Task objective: Each record that comes next should be output exactly; pictures do not belong in the copy.

START Records to process

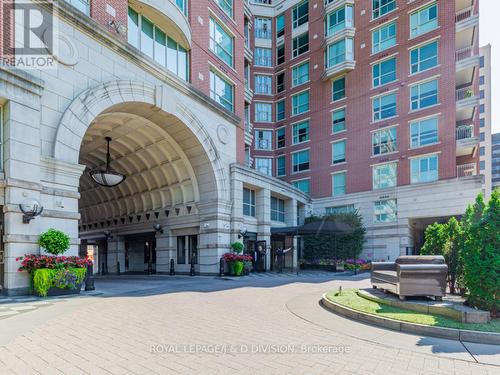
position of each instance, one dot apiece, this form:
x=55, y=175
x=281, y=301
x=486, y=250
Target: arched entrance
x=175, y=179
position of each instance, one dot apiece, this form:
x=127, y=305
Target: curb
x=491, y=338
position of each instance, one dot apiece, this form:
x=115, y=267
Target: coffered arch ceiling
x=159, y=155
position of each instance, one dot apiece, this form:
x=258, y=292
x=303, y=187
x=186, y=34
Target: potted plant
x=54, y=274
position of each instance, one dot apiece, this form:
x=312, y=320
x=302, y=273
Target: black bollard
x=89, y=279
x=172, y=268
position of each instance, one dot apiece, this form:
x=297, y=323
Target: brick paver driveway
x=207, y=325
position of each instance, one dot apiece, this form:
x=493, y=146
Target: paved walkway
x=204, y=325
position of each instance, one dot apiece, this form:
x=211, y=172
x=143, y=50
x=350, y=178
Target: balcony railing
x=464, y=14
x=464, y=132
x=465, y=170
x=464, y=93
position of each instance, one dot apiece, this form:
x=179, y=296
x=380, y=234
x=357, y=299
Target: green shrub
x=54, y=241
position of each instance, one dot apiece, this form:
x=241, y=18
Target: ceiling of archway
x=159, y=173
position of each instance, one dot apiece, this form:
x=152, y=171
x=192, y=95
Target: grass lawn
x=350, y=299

END Records to process

Answer to this problem:
position of each instance, one dot apiece, this form:
x=55, y=175
x=281, y=301
x=486, y=250
Target: arched entrance
x=175, y=179
position of each instance, one dot apiece, this form:
x=127, y=305
Target: curb
x=491, y=338
position of each instance, one dot apiece, this form:
x=115, y=267
Target: coffered arch ceiling
x=159, y=155
position of each instance, one dot apiece, this form:
x=258, y=292
x=303, y=187
x=186, y=34
Target: potted plant
x=54, y=274
position of each instance, one dot apiece, this form:
x=312, y=320
x=302, y=273
Target: black bollard
x=89, y=279
x=172, y=268
position of each instance, one dot apiece, this form:
x=297, y=323
Target: brick paver driveway
x=207, y=325
position of each instance, one dot apiece, this form:
x=493, y=146
Target: paved walkway
x=204, y=325
position of each instance, one dot apiece, this form:
x=211, y=172
x=143, y=50
x=350, y=178
Target: balcony railing
x=464, y=14
x=464, y=132
x=465, y=170
x=464, y=93
position of each instance, one dot apiece, this form:
x=179, y=296
x=380, y=234
x=357, y=299
Target: green shrub
x=54, y=241
position of each instance, one dot apiece, this form:
x=241, y=18
Target: ceiling of archway
x=159, y=173
position of each instance, one dot apiece, this form:
x=152, y=171
x=192, y=95
Target: grass lawn
x=350, y=299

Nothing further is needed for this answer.